» **Problem description**
Extract exactly the range of lines bounded by the line containing "Indicate one point per instance of the curly" and the final line of the listing, both ends included, and no other lines.

Object pointing dataset rows

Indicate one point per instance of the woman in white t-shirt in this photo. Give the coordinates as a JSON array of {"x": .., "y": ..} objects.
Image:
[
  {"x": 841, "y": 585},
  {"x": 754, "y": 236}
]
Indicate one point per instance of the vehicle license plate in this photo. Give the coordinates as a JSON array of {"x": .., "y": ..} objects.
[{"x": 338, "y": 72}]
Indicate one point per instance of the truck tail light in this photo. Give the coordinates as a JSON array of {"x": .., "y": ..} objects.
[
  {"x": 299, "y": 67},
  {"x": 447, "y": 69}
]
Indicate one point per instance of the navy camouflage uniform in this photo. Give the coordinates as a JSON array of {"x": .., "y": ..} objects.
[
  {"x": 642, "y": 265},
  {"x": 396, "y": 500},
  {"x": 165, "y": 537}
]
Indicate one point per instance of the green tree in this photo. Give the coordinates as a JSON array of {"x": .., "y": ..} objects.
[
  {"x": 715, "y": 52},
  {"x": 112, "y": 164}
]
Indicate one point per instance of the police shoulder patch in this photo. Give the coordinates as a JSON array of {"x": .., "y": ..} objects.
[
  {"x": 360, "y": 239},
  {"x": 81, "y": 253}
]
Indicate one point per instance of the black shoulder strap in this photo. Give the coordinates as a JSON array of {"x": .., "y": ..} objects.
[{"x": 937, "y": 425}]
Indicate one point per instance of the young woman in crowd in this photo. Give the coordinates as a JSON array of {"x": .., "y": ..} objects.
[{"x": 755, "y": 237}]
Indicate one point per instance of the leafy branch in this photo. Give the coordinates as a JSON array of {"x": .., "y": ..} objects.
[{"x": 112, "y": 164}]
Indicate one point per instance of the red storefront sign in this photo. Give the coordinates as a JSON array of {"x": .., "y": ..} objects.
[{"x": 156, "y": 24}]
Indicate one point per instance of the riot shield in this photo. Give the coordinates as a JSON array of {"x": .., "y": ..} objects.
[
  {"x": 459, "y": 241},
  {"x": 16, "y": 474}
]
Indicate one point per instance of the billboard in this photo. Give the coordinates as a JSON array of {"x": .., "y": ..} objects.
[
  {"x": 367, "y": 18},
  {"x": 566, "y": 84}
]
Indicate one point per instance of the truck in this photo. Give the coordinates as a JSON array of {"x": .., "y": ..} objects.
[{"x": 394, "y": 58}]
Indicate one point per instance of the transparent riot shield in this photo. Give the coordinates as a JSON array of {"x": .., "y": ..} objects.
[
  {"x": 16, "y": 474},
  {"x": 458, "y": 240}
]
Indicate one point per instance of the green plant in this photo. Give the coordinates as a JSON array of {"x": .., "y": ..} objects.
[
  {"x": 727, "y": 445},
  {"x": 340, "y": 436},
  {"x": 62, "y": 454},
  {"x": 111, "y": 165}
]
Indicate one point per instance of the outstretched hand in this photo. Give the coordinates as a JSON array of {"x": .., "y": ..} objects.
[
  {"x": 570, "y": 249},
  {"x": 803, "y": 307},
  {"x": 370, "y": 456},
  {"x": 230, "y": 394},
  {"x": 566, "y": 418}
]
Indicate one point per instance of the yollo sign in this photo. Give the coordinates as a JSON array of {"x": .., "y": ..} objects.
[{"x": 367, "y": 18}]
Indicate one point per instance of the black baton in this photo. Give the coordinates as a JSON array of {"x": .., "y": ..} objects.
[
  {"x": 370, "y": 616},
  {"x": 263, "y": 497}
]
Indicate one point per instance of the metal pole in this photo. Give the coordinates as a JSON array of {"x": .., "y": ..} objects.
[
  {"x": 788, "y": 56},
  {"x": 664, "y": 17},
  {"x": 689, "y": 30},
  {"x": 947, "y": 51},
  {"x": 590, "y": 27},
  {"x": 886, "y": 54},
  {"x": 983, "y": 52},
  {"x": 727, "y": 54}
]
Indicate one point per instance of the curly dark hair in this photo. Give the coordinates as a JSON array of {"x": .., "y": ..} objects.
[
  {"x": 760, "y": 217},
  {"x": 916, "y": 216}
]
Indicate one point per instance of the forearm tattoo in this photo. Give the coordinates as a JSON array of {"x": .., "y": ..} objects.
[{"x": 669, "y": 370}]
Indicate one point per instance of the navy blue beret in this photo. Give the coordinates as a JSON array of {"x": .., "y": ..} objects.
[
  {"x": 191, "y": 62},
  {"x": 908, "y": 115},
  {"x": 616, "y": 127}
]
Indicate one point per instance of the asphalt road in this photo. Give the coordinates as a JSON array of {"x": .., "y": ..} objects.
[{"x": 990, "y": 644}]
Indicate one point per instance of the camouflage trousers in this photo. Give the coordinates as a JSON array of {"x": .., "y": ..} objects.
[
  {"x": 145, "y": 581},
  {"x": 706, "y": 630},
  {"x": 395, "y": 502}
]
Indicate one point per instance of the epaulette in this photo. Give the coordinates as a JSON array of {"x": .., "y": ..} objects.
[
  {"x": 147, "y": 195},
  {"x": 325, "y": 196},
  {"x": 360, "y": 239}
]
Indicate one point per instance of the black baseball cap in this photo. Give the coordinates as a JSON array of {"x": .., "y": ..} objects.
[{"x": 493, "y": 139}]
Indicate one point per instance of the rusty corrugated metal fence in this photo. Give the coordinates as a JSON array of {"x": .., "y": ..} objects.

» **Solution to this task**
Indicate one point per instance of the curly dark hair in this photo. Give the coordinates as a JSON array of {"x": .., "y": ..} objects.
[
  {"x": 760, "y": 217},
  {"x": 916, "y": 216}
]
Indicate one point per instance of the forearm tattoo in this photo. Give the coordinates as a JSON array of {"x": .., "y": ..} objects.
[{"x": 669, "y": 370}]
Indicate one point per instance of the navy blue beret in this photo. Give the coordinates as a JSON array of {"x": .., "y": ..} objects.
[
  {"x": 191, "y": 62},
  {"x": 908, "y": 115},
  {"x": 616, "y": 127}
]
Indicate one point per instance of the asphalt road in this photo. Give the coordinates as a JSON array of {"x": .., "y": ..} objects.
[{"x": 990, "y": 644}]
Indicate one point per instance of the camouflage trousers in this photo. Give the coordinates as a JSON array of {"x": .., "y": ..} objects.
[
  {"x": 145, "y": 581},
  {"x": 706, "y": 630},
  {"x": 395, "y": 502}
]
Indicate one point per instance of the epaulette in this photo. Give the coordinates as a JSON array of {"x": .., "y": ..} objects.
[
  {"x": 147, "y": 195},
  {"x": 325, "y": 196},
  {"x": 360, "y": 239}
]
Indicate one point per instance of the black baseball cap in this photo. Give the coordinates as a JSON array of {"x": .., "y": ..} objects.
[{"x": 493, "y": 139}]
Indicate one point per instance of the rusty corrugated metal fence in this photo. Give the coordinates as a JSON array of {"x": .., "y": ..} objects.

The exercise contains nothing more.